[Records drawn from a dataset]
######
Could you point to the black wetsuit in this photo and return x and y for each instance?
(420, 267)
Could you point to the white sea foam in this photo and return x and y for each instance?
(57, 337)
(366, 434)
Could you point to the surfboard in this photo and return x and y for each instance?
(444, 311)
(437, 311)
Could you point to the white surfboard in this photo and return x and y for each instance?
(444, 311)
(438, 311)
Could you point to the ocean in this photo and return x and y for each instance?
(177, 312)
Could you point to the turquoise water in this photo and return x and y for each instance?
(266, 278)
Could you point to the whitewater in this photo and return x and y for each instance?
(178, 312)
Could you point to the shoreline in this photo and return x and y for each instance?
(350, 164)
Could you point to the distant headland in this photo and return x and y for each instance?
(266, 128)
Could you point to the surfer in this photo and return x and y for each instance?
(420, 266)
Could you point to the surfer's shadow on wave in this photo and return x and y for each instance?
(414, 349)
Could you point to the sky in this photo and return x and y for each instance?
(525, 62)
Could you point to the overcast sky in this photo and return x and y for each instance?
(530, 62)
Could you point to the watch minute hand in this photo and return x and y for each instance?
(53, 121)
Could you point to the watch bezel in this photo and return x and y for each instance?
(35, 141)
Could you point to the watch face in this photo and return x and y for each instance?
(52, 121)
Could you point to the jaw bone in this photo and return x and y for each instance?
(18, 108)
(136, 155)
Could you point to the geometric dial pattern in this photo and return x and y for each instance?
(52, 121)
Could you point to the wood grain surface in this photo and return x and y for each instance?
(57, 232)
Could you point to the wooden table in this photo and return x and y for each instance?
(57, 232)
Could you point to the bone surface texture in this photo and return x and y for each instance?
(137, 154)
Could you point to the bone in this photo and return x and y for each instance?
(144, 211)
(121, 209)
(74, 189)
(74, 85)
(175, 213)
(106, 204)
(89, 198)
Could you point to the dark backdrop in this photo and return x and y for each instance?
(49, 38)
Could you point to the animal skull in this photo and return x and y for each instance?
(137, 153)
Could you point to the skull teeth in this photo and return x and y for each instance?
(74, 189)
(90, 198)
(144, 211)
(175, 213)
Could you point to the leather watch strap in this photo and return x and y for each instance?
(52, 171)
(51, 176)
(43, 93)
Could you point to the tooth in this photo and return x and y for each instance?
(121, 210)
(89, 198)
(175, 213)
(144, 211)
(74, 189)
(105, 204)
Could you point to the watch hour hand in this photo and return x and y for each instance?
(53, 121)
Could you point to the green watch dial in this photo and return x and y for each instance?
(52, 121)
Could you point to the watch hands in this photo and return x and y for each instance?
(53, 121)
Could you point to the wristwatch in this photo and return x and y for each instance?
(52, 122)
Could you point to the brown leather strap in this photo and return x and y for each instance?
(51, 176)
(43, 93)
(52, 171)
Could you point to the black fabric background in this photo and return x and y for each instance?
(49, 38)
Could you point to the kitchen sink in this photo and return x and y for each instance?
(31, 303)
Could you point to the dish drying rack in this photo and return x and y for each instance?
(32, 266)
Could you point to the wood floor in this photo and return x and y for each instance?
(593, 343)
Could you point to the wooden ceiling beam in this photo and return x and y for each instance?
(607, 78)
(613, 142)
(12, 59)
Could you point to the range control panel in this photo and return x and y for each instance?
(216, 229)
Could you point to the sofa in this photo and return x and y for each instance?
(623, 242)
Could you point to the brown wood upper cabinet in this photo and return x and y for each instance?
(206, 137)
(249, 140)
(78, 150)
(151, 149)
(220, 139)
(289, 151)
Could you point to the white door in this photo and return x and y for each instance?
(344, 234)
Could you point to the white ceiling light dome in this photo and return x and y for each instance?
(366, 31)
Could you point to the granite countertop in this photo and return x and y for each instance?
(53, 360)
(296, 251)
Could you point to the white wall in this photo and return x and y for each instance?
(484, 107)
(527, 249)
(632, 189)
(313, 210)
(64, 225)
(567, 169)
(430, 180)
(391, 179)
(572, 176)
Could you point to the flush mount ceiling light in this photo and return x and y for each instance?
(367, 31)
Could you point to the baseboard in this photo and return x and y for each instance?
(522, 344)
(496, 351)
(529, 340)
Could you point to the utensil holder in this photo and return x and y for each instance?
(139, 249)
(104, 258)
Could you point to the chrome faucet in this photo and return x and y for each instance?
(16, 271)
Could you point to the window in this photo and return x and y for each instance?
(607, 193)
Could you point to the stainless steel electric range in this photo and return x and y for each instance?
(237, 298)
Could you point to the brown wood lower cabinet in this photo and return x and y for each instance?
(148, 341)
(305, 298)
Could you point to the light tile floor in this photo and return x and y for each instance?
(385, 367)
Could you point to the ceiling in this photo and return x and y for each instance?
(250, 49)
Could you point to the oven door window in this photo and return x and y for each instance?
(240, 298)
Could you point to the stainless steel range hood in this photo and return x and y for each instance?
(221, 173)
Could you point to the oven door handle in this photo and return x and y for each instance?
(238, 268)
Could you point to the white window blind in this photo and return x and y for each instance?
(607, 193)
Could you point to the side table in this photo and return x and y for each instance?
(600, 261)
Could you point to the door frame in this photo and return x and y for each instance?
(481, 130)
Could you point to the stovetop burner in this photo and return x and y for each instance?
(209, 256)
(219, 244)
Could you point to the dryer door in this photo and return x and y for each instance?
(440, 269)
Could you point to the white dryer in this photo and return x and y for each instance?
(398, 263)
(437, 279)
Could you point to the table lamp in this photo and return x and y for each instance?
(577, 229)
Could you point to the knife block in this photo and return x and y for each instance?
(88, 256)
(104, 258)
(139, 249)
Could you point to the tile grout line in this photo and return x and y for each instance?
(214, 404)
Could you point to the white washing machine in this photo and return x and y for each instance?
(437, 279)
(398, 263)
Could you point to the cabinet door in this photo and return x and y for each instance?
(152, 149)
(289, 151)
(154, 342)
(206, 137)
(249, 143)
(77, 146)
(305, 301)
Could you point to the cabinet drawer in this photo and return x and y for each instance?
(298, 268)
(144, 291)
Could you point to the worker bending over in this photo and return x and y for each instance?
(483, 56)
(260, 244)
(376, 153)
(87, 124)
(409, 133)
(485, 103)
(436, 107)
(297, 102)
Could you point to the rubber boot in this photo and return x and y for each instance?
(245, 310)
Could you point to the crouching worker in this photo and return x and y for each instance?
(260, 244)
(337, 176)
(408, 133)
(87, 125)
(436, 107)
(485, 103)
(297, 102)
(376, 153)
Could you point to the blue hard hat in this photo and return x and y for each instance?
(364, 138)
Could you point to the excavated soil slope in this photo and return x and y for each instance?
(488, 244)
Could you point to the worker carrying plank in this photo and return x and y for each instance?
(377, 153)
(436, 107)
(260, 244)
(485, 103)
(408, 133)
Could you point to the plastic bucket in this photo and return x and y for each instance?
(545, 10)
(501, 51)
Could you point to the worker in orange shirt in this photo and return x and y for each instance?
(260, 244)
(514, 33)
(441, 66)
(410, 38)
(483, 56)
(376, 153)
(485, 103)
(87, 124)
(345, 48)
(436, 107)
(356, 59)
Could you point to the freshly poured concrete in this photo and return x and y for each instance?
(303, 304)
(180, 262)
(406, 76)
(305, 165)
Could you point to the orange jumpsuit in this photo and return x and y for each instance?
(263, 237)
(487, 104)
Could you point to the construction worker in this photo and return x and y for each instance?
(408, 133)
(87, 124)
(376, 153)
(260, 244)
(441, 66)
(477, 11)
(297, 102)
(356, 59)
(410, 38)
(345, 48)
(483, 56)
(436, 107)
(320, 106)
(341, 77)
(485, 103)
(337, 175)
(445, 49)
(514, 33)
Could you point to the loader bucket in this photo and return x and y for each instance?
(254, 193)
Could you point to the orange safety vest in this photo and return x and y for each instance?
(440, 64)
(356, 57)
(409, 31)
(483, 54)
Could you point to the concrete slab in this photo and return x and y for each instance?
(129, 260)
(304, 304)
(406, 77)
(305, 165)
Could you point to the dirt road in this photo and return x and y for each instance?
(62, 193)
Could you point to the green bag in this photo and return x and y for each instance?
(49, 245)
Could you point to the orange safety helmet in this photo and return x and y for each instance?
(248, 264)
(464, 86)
######
Only the lines from the one containing "Could you point to the loader" through the end of the data above are wanted, both ends included; restate them word for word.

■ Task solution:
Could you point to the loader bucket in this photo and return x and y for each instance?
(254, 193)
Could you point to the orange safety vest in this photo and return x and y for each instance?
(440, 64)
(356, 57)
(409, 31)
(483, 54)
Could you point to the concrete slab in this photo and return x and y for each instance?
(129, 260)
(304, 304)
(406, 77)
(305, 165)
Could you point to the dirt road in this photo and return x and y for each instance?
(62, 193)
Could you point to the green bag in this photo and return x and y for each instance?
(49, 245)
Could you point to the orange safety helmet in this photo and return x and y for each instance?
(248, 264)
(464, 86)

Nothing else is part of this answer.